Trecho =
»»
O "Ensaio sobre o entendimento humano", de David Hume, e a Teoria do Conhecimento. 

Seção 2 - Da origem das ideias.

Para David Hume, na quase totalidade dos casos, o conhecimento é adquirido por meio da experiência. O filósofo defende esta tese afirmando que os sentidos nos fornecem todo o material com que, depois, formamos nossas ideias e que, portanto, não há ideias que não provenham de experiências vividas à luz dos sentidos, com os sentidos. Hume hierarquiza as formas de percepção da mente dividindo-as em duas classes: as de maior vivacidade que atuam sempre que ouvimos, vemos, sentimos, amamos, odiamos, desejamos ou exercemos nossas vontades e as que apenas representam as primeiras e são menos fortes ou vivazes, às quais chamamos pensamentos ou ideias. Estas últimas nunca atingem uma intensidade de vivência perceptiva como as primeiras pois são apenas um reflexo dos sentimentos ou sensações originais vividos por meio dos sentidos.
««
Objetivo a = Pode repetir fielmente o trecho sobre Hume desde "Para David Hume, na" até "meio dos sentidos."?
O trecho e a listagem vêm de fontes distintas.

Dados a processar =
»»
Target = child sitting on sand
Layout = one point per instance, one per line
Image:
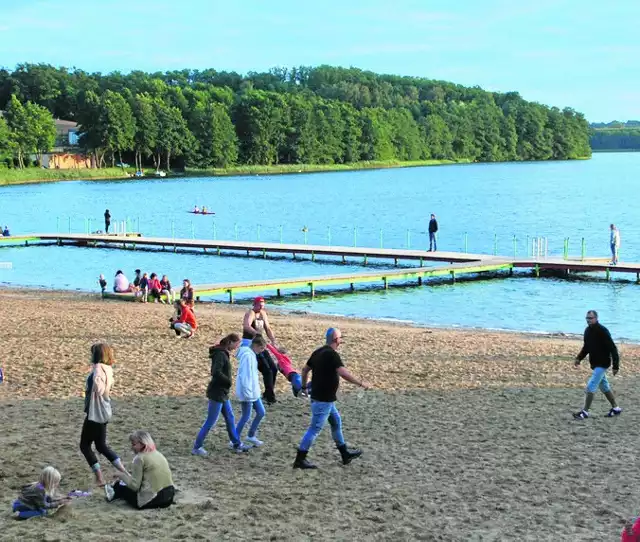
(631, 531)
(103, 283)
(40, 498)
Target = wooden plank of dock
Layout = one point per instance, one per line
(385, 276)
(260, 247)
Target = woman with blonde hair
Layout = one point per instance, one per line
(41, 497)
(97, 407)
(150, 484)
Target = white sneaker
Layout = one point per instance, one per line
(109, 492)
(255, 441)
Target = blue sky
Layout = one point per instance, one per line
(578, 53)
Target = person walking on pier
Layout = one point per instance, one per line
(433, 229)
(615, 244)
(601, 349)
(255, 323)
(327, 369)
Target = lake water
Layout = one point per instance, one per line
(482, 203)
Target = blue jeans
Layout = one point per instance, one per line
(598, 380)
(321, 413)
(433, 245)
(246, 414)
(212, 417)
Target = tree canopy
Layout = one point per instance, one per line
(321, 115)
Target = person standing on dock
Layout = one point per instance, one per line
(433, 229)
(327, 369)
(615, 244)
(601, 349)
(255, 323)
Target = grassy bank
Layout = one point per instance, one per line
(281, 169)
(36, 175)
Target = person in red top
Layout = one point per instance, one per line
(186, 324)
(155, 288)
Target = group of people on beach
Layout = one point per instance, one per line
(149, 484)
(147, 285)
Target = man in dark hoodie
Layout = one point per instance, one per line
(218, 395)
(602, 351)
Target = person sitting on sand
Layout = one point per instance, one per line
(218, 395)
(186, 323)
(166, 288)
(631, 531)
(143, 286)
(121, 283)
(256, 322)
(103, 283)
(155, 288)
(40, 498)
(150, 484)
(97, 407)
(137, 278)
(187, 292)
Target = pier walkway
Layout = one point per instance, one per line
(458, 264)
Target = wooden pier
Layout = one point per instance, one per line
(459, 265)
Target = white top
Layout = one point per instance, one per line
(121, 283)
(615, 237)
(247, 379)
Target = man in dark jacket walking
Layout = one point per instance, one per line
(433, 228)
(602, 351)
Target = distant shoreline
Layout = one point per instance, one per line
(36, 175)
(9, 177)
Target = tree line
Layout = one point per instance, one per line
(322, 115)
(616, 136)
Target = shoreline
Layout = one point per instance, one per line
(285, 312)
(116, 174)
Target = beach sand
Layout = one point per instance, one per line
(467, 435)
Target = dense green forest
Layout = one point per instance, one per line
(616, 136)
(322, 115)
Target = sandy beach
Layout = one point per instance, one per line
(467, 434)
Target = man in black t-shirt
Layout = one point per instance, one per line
(327, 368)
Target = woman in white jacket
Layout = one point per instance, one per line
(248, 386)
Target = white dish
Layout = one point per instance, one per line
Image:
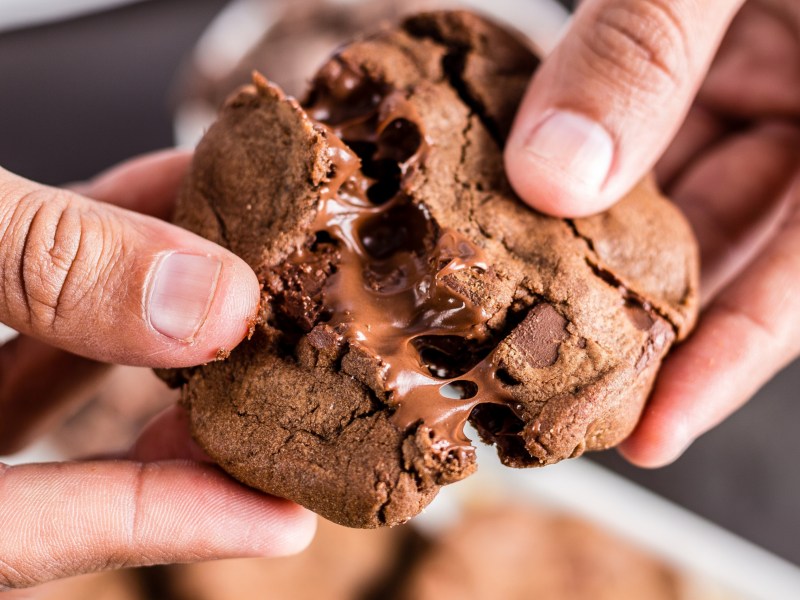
(16, 14)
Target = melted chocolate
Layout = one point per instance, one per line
(388, 294)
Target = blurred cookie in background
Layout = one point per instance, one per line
(285, 41)
(110, 420)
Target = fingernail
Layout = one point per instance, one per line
(576, 144)
(183, 289)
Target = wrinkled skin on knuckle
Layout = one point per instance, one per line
(60, 256)
(641, 45)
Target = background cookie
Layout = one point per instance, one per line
(407, 290)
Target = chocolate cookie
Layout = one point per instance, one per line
(407, 291)
(515, 553)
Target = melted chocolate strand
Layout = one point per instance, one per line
(388, 293)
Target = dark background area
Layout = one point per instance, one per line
(79, 96)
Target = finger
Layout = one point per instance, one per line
(699, 132)
(70, 518)
(732, 196)
(159, 440)
(147, 184)
(114, 285)
(749, 332)
(757, 73)
(31, 404)
(39, 386)
(604, 106)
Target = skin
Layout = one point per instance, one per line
(708, 98)
(724, 138)
(161, 502)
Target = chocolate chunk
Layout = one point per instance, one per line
(408, 291)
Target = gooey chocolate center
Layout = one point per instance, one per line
(388, 293)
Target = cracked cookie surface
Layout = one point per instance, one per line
(406, 290)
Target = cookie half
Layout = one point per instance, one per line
(408, 291)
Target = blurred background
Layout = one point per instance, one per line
(90, 89)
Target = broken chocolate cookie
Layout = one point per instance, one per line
(407, 291)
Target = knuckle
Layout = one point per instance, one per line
(641, 44)
(12, 577)
(59, 252)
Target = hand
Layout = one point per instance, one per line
(84, 281)
(610, 102)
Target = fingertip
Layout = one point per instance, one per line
(294, 532)
(560, 165)
(233, 310)
(657, 442)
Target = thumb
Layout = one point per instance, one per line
(114, 285)
(605, 105)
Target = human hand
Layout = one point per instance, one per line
(84, 281)
(626, 75)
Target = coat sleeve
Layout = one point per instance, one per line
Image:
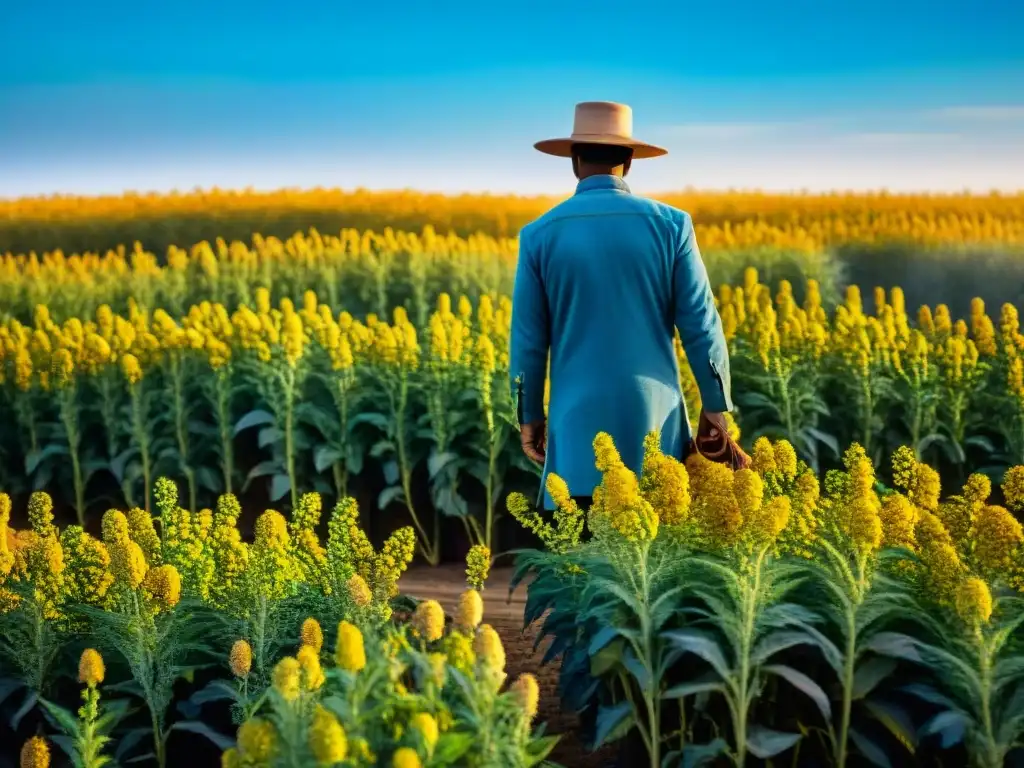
(529, 338)
(699, 325)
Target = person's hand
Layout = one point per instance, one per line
(713, 441)
(534, 437)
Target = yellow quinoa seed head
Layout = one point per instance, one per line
(35, 754)
(350, 653)
(358, 590)
(1013, 488)
(287, 678)
(406, 758)
(311, 635)
(163, 585)
(426, 726)
(477, 566)
(241, 658)
(470, 611)
(428, 622)
(311, 674)
(974, 601)
(90, 668)
(527, 694)
(488, 648)
(256, 739)
(327, 737)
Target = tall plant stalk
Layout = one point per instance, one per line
(68, 403)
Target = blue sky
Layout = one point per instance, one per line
(104, 96)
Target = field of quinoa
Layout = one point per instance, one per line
(262, 501)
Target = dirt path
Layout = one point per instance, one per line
(504, 612)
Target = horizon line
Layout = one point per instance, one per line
(712, 192)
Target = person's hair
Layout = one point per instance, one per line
(606, 155)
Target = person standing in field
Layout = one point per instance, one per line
(602, 282)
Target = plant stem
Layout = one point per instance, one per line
(848, 677)
(142, 438)
(181, 426)
(223, 394)
(650, 690)
(751, 597)
(427, 546)
(290, 433)
(68, 416)
(992, 757)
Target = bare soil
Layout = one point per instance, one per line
(505, 613)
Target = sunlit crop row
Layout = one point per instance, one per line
(114, 400)
(761, 614)
(500, 214)
(307, 658)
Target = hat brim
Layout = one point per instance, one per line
(562, 147)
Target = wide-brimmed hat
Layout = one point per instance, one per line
(601, 123)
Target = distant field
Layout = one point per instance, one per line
(940, 248)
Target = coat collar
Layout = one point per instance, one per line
(602, 181)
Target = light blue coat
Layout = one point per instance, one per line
(601, 282)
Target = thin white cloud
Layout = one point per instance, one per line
(897, 137)
(724, 130)
(990, 114)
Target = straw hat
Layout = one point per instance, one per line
(601, 123)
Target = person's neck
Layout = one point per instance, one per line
(616, 172)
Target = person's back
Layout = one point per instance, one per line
(603, 281)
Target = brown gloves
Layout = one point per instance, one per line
(714, 443)
(534, 438)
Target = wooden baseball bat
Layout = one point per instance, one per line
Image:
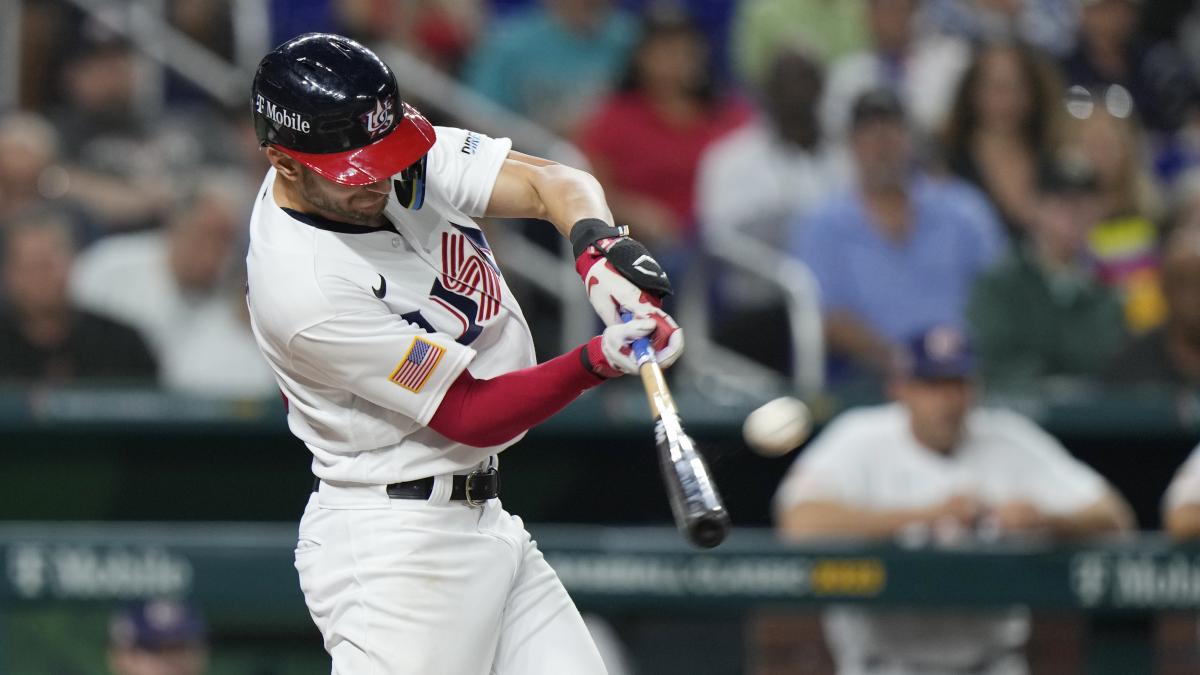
(696, 505)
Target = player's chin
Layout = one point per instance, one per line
(371, 205)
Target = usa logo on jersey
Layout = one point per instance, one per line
(469, 284)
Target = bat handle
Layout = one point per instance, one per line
(642, 350)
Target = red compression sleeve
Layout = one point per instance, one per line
(489, 412)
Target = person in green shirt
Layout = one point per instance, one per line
(827, 28)
(1043, 312)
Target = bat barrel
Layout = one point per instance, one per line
(709, 530)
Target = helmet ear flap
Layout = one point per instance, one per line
(411, 185)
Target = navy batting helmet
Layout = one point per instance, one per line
(334, 106)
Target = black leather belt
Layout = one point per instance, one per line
(474, 488)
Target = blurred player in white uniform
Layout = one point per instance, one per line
(930, 465)
(407, 364)
(1181, 503)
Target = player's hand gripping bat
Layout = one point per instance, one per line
(697, 507)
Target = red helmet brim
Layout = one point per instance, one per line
(408, 142)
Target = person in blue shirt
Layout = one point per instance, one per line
(897, 251)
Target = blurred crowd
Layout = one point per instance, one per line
(1027, 171)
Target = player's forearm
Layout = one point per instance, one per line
(1183, 521)
(489, 412)
(814, 520)
(569, 196)
(529, 186)
(1108, 514)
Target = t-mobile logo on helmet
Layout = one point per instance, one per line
(280, 115)
(379, 119)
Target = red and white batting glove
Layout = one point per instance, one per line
(610, 353)
(621, 274)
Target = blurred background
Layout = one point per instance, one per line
(823, 180)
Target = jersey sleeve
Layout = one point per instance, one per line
(463, 166)
(829, 470)
(1185, 488)
(375, 354)
(1053, 478)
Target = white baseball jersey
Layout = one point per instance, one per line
(1185, 488)
(869, 459)
(366, 328)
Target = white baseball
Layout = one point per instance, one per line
(778, 426)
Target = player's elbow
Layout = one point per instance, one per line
(478, 436)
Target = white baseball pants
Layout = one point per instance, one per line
(413, 586)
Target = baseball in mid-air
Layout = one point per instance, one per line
(778, 426)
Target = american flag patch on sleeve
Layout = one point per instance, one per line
(419, 364)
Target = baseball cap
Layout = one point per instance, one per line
(334, 106)
(1067, 175)
(874, 105)
(156, 623)
(937, 353)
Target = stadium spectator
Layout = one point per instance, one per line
(757, 177)
(829, 29)
(923, 69)
(1002, 126)
(180, 288)
(1125, 243)
(1048, 25)
(555, 63)
(1044, 311)
(43, 336)
(645, 143)
(157, 638)
(119, 171)
(931, 467)
(751, 184)
(1170, 354)
(29, 147)
(441, 33)
(897, 252)
(1110, 51)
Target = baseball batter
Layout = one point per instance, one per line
(408, 366)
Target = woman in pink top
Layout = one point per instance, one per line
(645, 142)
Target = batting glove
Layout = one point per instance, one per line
(610, 353)
(621, 274)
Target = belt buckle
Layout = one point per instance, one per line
(469, 483)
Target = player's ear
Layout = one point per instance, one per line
(285, 166)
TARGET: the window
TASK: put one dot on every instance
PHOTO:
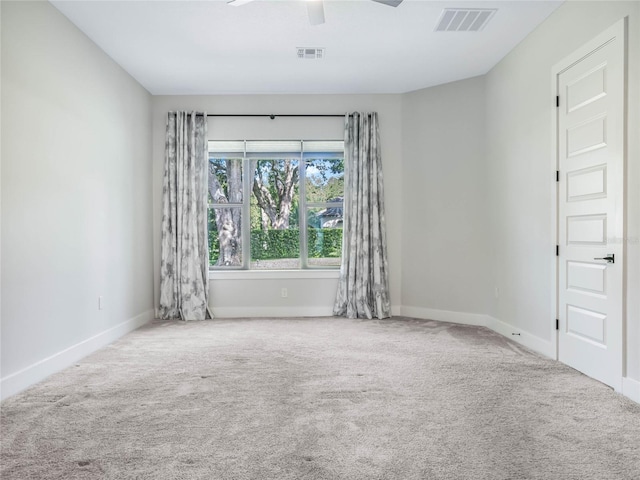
(275, 205)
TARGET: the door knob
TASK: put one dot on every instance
(610, 258)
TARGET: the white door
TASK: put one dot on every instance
(590, 155)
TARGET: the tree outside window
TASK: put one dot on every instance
(286, 214)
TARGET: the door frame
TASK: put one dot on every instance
(619, 30)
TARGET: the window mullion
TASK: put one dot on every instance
(302, 210)
(247, 180)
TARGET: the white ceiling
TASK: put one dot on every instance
(209, 47)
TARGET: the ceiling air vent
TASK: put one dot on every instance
(464, 19)
(310, 52)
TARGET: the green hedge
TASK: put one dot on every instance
(274, 244)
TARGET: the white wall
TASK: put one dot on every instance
(260, 295)
(76, 195)
(519, 145)
(446, 258)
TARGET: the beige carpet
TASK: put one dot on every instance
(322, 398)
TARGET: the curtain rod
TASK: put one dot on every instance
(272, 116)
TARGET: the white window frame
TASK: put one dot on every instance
(305, 270)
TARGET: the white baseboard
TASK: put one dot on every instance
(261, 312)
(631, 389)
(258, 312)
(522, 337)
(18, 381)
(445, 316)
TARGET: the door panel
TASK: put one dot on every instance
(590, 148)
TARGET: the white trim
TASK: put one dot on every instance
(537, 344)
(445, 316)
(617, 30)
(533, 342)
(631, 389)
(18, 381)
(271, 274)
(554, 212)
(262, 312)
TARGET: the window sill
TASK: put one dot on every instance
(271, 274)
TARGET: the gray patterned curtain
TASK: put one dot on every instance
(184, 267)
(363, 288)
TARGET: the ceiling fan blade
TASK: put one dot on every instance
(315, 9)
(237, 3)
(391, 3)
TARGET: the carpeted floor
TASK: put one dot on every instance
(321, 398)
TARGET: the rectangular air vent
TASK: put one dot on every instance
(464, 19)
(310, 52)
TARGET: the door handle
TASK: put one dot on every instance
(610, 258)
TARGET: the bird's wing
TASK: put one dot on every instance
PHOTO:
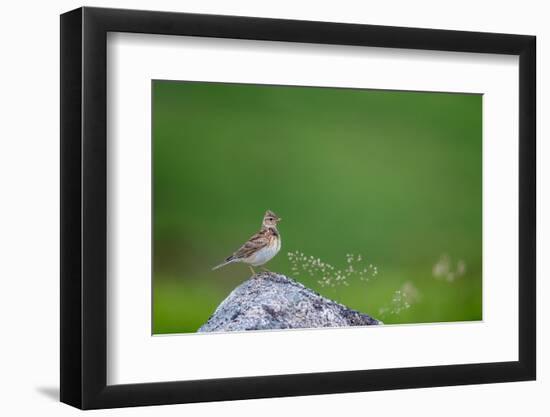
(255, 243)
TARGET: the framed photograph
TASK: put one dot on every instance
(257, 208)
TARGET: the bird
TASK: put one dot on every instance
(261, 247)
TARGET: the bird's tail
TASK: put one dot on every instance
(226, 262)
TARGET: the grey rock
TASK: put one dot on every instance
(272, 301)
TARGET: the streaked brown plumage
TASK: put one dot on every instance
(261, 247)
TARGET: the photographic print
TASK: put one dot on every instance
(284, 207)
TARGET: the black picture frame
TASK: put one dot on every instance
(84, 207)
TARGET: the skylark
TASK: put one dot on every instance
(261, 247)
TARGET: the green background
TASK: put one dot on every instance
(393, 176)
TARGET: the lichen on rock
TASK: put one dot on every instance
(270, 301)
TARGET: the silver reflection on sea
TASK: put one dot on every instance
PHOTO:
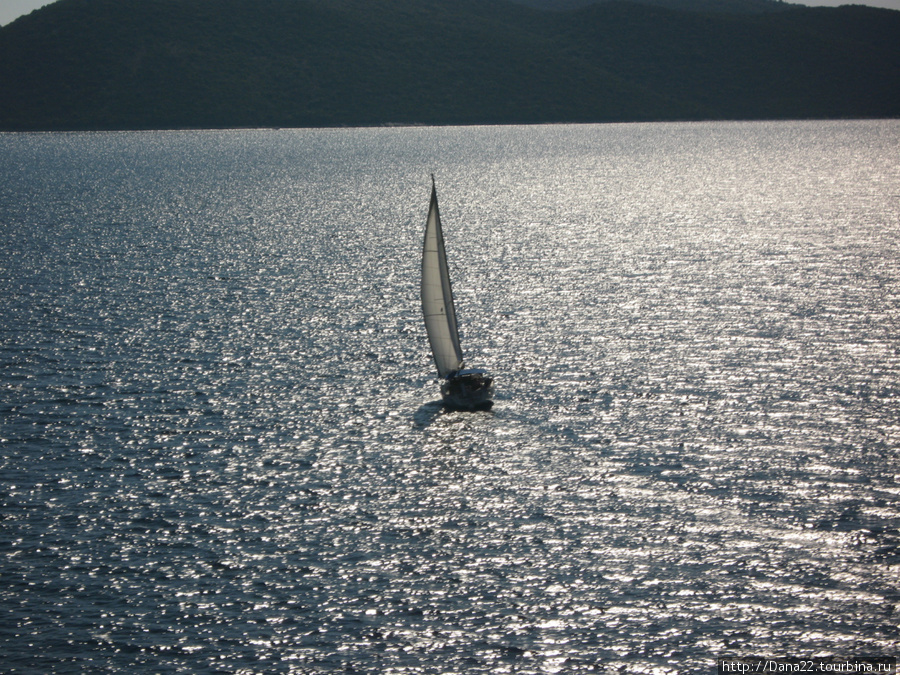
(223, 450)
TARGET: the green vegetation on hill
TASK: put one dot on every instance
(158, 64)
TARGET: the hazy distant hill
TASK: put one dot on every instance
(131, 64)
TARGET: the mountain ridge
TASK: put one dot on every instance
(167, 64)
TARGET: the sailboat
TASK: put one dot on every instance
(463, 388)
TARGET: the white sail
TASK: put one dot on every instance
(437, 298)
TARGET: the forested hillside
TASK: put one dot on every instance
(137, 64)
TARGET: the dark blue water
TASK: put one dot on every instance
(223, 450)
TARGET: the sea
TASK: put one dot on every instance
(223, 445)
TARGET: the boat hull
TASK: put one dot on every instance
««
Objetivo b = Identifique e copie todas as linhas da listagem em que aparece a palavra "player".

Solução a =
Para David Hume, na quase totalidade dos casos, o conhecimento é adquirido por meio da experiência. O filósofo defende esta tese afirmando que os sentidos nos fornecem todo o material com que, depois, formamos nossas ideias e que, portanto, não há ideias que não provenham de experiências vividas à luz dos sentidos, com os sentidos. Hume hierarquiza as formas de percepção da mente dividindo-as em duas classes: as de maior vivacidade que atuam sempre que ouvimos, vemos, sentimos, amamos, odiamos, desejamos ou exercemos nossas vontades e as que apenas representam as primeiras e são menos fortes ou vivazes, às quais chamamos pensamentos ou ideias. Estas últimas nunca atingem uma intensidade de vivência perceptiva como as primeiras pois são apenas um reflexo dos sentimentos ou sensações originais vividos por meio dos sentidos.

Solução b =
Target = player's chin
Target = blurred player in white uniform
Target = player's hand gripping bat
Target = player's forearm
Target = player's elbow
Target = player's ear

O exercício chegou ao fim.